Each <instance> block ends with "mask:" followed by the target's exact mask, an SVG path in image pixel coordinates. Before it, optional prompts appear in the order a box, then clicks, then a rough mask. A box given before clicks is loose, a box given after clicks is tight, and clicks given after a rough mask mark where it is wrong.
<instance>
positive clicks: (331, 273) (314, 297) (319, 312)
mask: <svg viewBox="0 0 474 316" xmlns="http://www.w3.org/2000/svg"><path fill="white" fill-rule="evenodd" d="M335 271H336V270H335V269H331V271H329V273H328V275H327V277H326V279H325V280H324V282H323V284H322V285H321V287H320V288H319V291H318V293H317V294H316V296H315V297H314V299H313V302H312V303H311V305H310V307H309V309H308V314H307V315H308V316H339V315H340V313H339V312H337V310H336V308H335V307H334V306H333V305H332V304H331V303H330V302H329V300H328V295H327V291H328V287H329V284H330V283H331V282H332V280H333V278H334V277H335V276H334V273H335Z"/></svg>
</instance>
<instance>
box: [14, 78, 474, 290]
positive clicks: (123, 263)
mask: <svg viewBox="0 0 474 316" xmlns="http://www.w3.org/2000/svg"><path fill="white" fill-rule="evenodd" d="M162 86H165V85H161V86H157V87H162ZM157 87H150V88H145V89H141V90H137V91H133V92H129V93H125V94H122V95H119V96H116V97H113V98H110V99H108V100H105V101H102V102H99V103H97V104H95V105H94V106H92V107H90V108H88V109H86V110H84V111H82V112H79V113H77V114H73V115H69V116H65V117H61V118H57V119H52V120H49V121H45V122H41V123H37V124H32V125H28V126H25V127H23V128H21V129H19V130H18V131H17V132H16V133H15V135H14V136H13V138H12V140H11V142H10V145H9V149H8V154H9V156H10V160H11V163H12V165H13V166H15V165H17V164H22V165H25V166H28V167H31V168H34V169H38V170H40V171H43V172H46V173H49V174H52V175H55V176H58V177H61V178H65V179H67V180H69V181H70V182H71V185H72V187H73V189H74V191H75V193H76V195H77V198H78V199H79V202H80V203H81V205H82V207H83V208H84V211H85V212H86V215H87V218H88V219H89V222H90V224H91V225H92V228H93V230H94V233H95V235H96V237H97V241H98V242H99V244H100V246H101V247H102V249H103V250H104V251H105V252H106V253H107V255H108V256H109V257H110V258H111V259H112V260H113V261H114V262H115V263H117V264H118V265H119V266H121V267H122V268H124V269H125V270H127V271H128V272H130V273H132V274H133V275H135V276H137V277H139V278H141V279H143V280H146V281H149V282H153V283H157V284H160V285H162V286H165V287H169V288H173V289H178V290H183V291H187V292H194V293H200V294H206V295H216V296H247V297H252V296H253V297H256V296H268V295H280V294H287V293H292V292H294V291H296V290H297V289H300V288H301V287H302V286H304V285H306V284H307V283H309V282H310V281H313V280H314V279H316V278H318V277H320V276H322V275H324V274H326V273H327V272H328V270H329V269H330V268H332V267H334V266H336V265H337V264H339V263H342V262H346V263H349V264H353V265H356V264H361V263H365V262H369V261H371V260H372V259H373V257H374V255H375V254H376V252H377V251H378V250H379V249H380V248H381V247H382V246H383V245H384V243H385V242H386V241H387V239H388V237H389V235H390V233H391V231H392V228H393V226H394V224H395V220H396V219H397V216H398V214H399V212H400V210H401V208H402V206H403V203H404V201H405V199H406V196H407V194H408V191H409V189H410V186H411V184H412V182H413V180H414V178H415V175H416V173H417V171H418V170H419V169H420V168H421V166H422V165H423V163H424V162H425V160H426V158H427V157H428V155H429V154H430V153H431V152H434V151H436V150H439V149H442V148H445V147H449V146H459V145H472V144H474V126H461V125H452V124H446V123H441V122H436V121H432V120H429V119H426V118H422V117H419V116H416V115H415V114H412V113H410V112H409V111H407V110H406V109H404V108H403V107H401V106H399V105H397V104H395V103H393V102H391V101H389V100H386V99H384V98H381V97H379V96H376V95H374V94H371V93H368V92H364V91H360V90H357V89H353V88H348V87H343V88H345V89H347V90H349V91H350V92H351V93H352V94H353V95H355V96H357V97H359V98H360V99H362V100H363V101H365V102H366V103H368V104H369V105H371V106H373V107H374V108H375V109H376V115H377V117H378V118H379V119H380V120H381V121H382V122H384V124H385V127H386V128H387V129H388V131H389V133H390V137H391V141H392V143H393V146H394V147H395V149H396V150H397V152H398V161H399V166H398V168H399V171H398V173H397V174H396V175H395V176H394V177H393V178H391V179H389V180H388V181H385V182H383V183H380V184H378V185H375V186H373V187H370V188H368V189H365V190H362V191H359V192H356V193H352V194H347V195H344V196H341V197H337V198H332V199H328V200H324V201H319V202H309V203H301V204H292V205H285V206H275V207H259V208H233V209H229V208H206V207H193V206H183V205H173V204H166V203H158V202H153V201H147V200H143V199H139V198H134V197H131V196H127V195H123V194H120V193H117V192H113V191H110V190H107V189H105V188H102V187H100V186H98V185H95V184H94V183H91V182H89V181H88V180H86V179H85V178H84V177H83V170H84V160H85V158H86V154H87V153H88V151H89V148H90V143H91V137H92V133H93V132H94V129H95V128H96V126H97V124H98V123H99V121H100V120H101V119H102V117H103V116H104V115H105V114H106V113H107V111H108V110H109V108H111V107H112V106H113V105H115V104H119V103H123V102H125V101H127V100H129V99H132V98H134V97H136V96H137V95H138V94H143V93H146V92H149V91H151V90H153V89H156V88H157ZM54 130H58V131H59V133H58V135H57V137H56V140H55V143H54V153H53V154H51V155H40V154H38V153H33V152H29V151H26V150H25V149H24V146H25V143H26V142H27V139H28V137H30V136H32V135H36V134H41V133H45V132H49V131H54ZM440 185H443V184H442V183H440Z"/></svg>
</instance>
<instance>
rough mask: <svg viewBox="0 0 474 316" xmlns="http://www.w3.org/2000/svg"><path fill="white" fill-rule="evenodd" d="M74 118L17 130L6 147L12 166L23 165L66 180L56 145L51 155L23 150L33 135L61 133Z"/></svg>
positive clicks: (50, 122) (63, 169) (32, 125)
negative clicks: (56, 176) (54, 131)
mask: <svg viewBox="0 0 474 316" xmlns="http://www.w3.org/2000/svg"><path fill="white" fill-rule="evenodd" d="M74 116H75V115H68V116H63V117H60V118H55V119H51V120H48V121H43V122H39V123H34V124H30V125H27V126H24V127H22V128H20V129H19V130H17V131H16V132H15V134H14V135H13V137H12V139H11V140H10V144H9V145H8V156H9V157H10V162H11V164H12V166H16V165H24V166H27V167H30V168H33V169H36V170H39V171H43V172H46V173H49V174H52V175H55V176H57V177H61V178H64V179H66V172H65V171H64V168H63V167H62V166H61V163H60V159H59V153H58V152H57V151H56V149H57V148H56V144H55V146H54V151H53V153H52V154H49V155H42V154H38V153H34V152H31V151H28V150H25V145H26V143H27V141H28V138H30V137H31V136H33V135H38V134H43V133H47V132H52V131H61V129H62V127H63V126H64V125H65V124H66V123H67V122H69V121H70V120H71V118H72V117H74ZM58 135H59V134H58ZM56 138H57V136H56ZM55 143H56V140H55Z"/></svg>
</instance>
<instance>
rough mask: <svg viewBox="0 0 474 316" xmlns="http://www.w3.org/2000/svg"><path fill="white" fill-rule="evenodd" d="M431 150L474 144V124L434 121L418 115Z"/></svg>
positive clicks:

Work instructions: Return all the lines shown above, precisely as they stand.

Solved problem:
Each <instance> block ends with "mask:" followed by the target's exact mask, an SVG path in image pixel coordinates. Before it, optional prompts appear in the order a box, then clicks, then a rough mask. A box given before clicks is loose, a box given after clicks is tight, and clicks given after a rough mask mark where it is wrong.
<instance>
positive clicks: (331, 273) (314, 297) (319, 312)
mask: <svg viewBox="0 0 474 316" xmlns="http://www.w3.org/2000/svg"><path fill="white" fill-rule="evenodd" d="M335 271H336V270H335V269H331V271H329V273H328V275H327V277H326V279H325V280H324V282H323V284H322V285H321V287H320V288H319V291H318V293H317V294H316V296H315V297H314V299H313V302H312V303H311V305H310V307H309V309H308V314H307V315H308V316H339V315H340V313H339V312H337V310H336V308H335V307H334V306H333V305H332V304H331V303H330V302H329V300H328V295H327V291H328V287H329V284H330V283H331V282H332V280H333V278H334V277H335V276H334V273H335Z"/></svg>
</instance>
<instance>
box: [14, 78, 474, 290]
positive clicks: (123, 263)
mask: <svg viewBox="0 0 474 316" xmlns="http://www.w3.org/2000/svg"><path fill="white" fill-rule="evenodd" d="M162 86H165V85H161V86H157V87H162ZM157 87H150V88H145V89H141V90H137V91H133V92H129V93H125V94H122V95H119V96H116V97H113V98H110V99H108V100H105V101H102V102H99V103H97V104H95V105H94V106H92V107H90V108H88V109H86V110H84V111H82V112H79V113H77V114H73V115H69V116H65V117H61V118H57V119H52V120H49V121H45V122H41V123H37V124H32V125H28V126H25V127H23V128H21V129H19V130H18V131H17V132H16V133H15V135H14V136H13V138H12V140H11V142H10V145H9V149H8V154H9V156H10V160H11V163H12V165H13V166H15V165H17V164H22V165H25V166H28V167H31V168H34V169H38V170H40V171H43V172H46V173H49V174H52V175H55V176H58V177H61V178H65V179H67V180H69V181H70V182H71V185H72V187H73V189H74V191H75V193H76V195H77V198H78V199H79V202H80V203H81V205H82V207H83V208H84V211H85V212H86V215H87V218H88V219H89V222H90V224H91V225H92V228H93V230H94V233H95V235H96V237H97V241H98V242H99V244H100V246H101V247H102V249H103V250H104V251H105V252H106V253H107V255H108V256H109V257H110V258H111V259H112V260H113V261H114V262H115V263H117V264H118V265H119V266H121V267H122V268H124V269H125V270H127V271H128V272H130V273H132V274H133V275H135V276H137V277H139V278H141V279H143V280H146V281H149V282H153V283H157V284H160V285H162V286H165V287H169V288H173V289H178V290H183V291H187V292H194V293H200V294H206V295H216V296H247V297H252V296H253V297H256V296H268V295H280V294H287V293H292V292H294V291H296V290H297V289H300V288H301V287H302V286H304V285H306V284H307V283H309V282H310V281H313V280H314V279H316V278H318V277H320V276H322V275H324V274H326V273H327V272H328V270H329V269H330V268H332V267H334V266H336V265H337V264H339V263H342V262H346V263H349V264H353V265H356V264H361V263H365V262H369V261H371V260H372V259H373V257H374V255H375V254H376V252H377V251H378V250H379V249H380V248H381V247H382V246H383V245H384V243H385V242H386V241H387V239H388V237H389V235H390V233H391V231H392V228H393V226H394V224H395V220H396V219H397V216H398V214H399V212H400V210H401V208H402V206H403V203H404V201H405V199H406V196H407V194H408V191H409V189H410V186H411V184H412V182H413V180H414V178H415V175H416V173H417V171H418V170H419V169H420V168H421V166H422V165H423V163H424V162H425V160H426V158H427V157H428V155H429V154H430V153H431V152H434V151H436V150H439V149H442V148H445V147H449V146H459V145H472V144H474V126H461V125H452V124H446V123H441V122H436V121H432V120H429V119H426V118H422V117H419V116H416V115H415V114H412V113H410V112H409V111H407V110H406V109H404V108H403V107H401V106H399V105H397V104H395V103H393V102H391V101H389V100H386V99H384V98H381V97H379V96H376V95H374V94H371V93H368V92H364V91H360V90H357V89H353V88H348V87H343V88H345V89H347V90H349V91H350V92H351V93H352V94H353V95H355V96H357V97H359V98H360V99H362V100H363V101H365V102H366V103H368V104H369V105H371V106H373V107H374V108H375V109H376V115H377V117H378V118H379V119H380V120H381V121H382V122H384V124H385V127H386V128H387V129H388V131H389V133H390V137H391V141H392V143H393V146H394V147H395V149H396V150H397V152H398V161H399V166H398V168H399V171H398V173H397V174H396V175H395V176H394V177H393V178H391V179H389V180H388V181H385V182H383V183H380V184H378V185H375V186H373V187H370V188H368V189H365V190H362V191H359V192H356V193H352V194H347V195H344V196H341V197H337V198H332V199H328V200H324V201H319V202H309V203H301V204H292V205H285V206H275V207H259V208H233V209H229V208H206V207H193V206H183V205H173V204H166V203H158V202H153V201H147V200H143V199H139V198H134V197H131V196H127V195H123V194H120V193H117V192H113V191H110V190H107V189H105V188H102V187H100V186H98V185H95V184H94V183H91V182H89V181H88V180H86V179H85V178H84V177H83V170H84V160H85V158H86V154H87V153H88V151H89V148H90V143H91V137H92V133H93V132H94V129H95V128H96V126H97V124H98V123H99V121H100V120H101V119H102V117H103V116H104V115H105V114H106V113H107V111H108V110H109V108H111V107H112V106H113V105H115V104H119V103H123V102H125V101H127V100H129V99H132V98H134V97H136V96H137V95H138V94H143V93H146V92H149V91H151V90H153V89H156V88H157ZM54 130H58V131H59V133H58V135H57V137H56V140H55V143H54V153H53V154H51V155H40V154H38V153H33V152H29V151H26V150H25V149H24V146H25V143H26V142H27V139H28V137H30V136H32V135H36V134H41V133H45V132H49V131H54ZM440 185H443V184H442V183H440Z"/></svg>
</instance>
<instance>
rough mask: <svg viewBox="0 0 474 316" xmlns="http://www.w3.org/2000/svg"><path fill="white" fill-rule="evenodd" d="M74 118L17 130L6 147L12 166L23 165L66 180L56 145L51 155L23 150L33 135L61 133Z"/></svg>
positive clicks: (50, 122) (63, 169) (32, 125)
negative clicks: (56, 176) (54, 131)
mask: <svg viewBox="0 0 474 316" xmlns="http://www.w3.org/2000/svg"><path fill="white" fill-rule="evenodd" d="M74 116H75V115H68V116H63V117H60V118H55V119H51V120H48V121H43V122H39V123H34V124H30V125H27V126H24V127H22V128H20V129H19V130H17V131H16V132H15V134H14V135H13V137H12V139H11V140H10V144H9V145H8V156H9V157H10V162H11V164H12V166H16V165H24V166H27V167H30V168H33V169H36V170H39V171H43V172H46V173H49V174H52V175H55V176H57V177H61V178H64V179H66V172H65V171H64V168H63V167H62V166H61V163H60V159H59V153H58V152H57V151H56V149H57V148H56V144H55V146H54V151H53V153H52V154H49V155H42V154H38V153H34V152H31V151H28V150H25V145H26V143H27V141H28V138H30V137H31V136H33V135H38V134H43V133H47V132H52V131H61V129H62V127H63V126H64V125H65V124H66V123H67V122H69V121H70V120H71V118H72V117H74ZM58 135H59V134H58ZM56 138H57V136H56ZM55 143H56V140H55Z"/></svg>
</instance>
<instance>
rough mask: <svg viewBox="0 0 474 316" xmlns="http://www.w3.org/2000/svg"><path fill="white" fill-rule="evenodd" d="M431 150L474 144V124L434 121L418 115Z"/></svg>
positive clicks:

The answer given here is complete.